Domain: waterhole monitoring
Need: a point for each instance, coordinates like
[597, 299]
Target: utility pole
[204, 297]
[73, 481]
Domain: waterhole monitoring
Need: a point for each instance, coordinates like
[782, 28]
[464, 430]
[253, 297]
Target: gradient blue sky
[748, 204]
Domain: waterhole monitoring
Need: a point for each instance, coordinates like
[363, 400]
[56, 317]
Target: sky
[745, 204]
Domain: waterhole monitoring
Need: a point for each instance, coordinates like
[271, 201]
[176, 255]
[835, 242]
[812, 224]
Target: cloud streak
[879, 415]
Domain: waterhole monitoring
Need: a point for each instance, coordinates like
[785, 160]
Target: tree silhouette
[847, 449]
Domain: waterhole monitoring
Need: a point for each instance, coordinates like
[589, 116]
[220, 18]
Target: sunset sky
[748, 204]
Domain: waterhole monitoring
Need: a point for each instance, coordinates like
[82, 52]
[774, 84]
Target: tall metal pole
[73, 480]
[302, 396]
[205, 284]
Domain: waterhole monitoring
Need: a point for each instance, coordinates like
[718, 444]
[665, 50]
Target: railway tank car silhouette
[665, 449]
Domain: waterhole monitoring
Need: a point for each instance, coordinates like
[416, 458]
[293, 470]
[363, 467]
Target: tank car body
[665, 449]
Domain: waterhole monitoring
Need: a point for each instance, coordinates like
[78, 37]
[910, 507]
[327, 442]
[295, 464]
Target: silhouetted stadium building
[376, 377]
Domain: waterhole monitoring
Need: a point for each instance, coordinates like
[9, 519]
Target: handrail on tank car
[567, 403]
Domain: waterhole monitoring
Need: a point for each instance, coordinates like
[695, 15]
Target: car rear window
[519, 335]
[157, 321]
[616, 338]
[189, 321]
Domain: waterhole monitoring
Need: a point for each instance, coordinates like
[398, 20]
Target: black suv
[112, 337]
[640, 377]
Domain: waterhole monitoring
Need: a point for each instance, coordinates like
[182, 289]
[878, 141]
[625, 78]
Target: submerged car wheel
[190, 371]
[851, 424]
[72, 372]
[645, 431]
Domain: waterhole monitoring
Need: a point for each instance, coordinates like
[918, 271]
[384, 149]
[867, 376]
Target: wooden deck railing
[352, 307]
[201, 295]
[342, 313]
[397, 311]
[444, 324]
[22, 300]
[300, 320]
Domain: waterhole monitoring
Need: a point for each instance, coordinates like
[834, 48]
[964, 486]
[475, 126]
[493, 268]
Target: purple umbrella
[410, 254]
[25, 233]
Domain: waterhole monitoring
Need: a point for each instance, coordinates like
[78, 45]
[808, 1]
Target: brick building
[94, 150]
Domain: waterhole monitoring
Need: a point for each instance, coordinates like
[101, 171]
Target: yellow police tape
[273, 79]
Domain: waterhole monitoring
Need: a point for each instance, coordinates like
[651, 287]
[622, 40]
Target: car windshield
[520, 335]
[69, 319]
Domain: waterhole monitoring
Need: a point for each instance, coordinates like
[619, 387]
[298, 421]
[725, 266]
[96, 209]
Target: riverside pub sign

• TASK INSTRUCTIONS
Would you please reproduce the entries above word for word?

• RESULT OF THIS EXERCISE
Domain: waterhole monitoring
Need: a point for each instance, coordinates like
[597, 299]
Target: utility pole
[204, 297]
[73, 481]
Domain: waterhole monitoring
Need: a point for each instance, coordinates like
[782, 28]
[464, 430]
[253, 297]
Target: gradient blue sky
[748, 204]
Domain: waterhole monitoring
Need: a point for each instance, coordinates like
[363, 400]
[56, 317]
Target: sky
[745, 204]
Domain: waterhole monitoring
Need: a point for each instance, coordinates like
[271, 201]
[176, 255]
[835, 242]
[812, 224]
Target: cloud streak
[879, 415]
Domain: waterhole monitoring
Need: a point for each instance, coordinates like
[785, 160]
Target: tree silhouette
[847, 449]
Domain: waterhole monitoring
Need: a point for each instance, coordinates like
[589, 116]
[220, 18]
Target: sunset sky
[748, 204]
Domain: waterhole monitoring
Need: a point for each instance, coordinates like
[82, 52]
[774, 84]
Target: tall metal pole
[73, 480]
[302, 396]
[205, 284]
Domain: waterhole monitoring
Need: a point for each instance, coordinates like
[718, 444]
[665, 50]
Target: railway tank car silhouette
[665, 449]
Domain: waterhole monitoring
Need: a point for each instance, coordinates like
[416, 458]
[293, 470]
[363, 467]
Target: tank car body
[665, 449]
Domain: waterhole monitoring
Need: a point for each instance, coordinates like
[78, 37]
[910, 507]
[327, 442]
[295, 464]
Target: silhouetted stadium building
[376, 377]
Domain: waterhole monitoring
Need: a point for each instance, coordinates like
[9, 519]
Target: handrail on tank car
[567, 403]
Domain: waterhole monitoring
Need: a point for each instance, coordinates like
[695, 15]
Target: car rear window
[519, 335]
[157, 321]
[616, 338]
[189, 321]
Domain: waterhole monitoring
Need: a point for each instance, coordinates like
[398, 20]
Target: black suv
[112, 337]
[640, 377]
Domain: waterhole monitoring
Need: a point for each instance, coordinates like
[182, 289]
[878, 141]
[625, 78]
Target: submerged car wheel
[190, 371]
[851, 424]
[72, 372]
[645, 431]
Domain: waterhole monitoring
Need: a point for each instance, coordinates like
[918, 271]
[384, 149]
[867, 376]
Target: wooden deck railing
[352, 307]
[201, 295]
[342, 313]
[397, 311]
[444, 324]
[22, 300]
[300, 320]
Domain: waterhole monitoring
Need: a point for each instance, coordinates like
[834, 48]
[964, 486]
[475, 126]
[493, 268]
Target: purple umbrella
[410, 254]
[25, 233]
Domain: waterhole monitoring
Need: a point for each instance, coordinates like
[78, 45]
[808, 1]
Target: brick building
[94, 150]
Domain: waterhole monitoring
Need: a point for each instance, coordinates like
[101, 171]
Target: yellow police tape
[273, 79]
Domain: waterhole monitoring
Need: a point for each instance, coordinates like
[651, 287]
[622, 40]
Target: car windshield
[520, 335]
[69, 319]
Domain: waterhole monitoring
Need: a point for each instance, coordinates like
[619, 387]
[298, 421]
[725, 266]
[96, 209]
Target: riverside pub sign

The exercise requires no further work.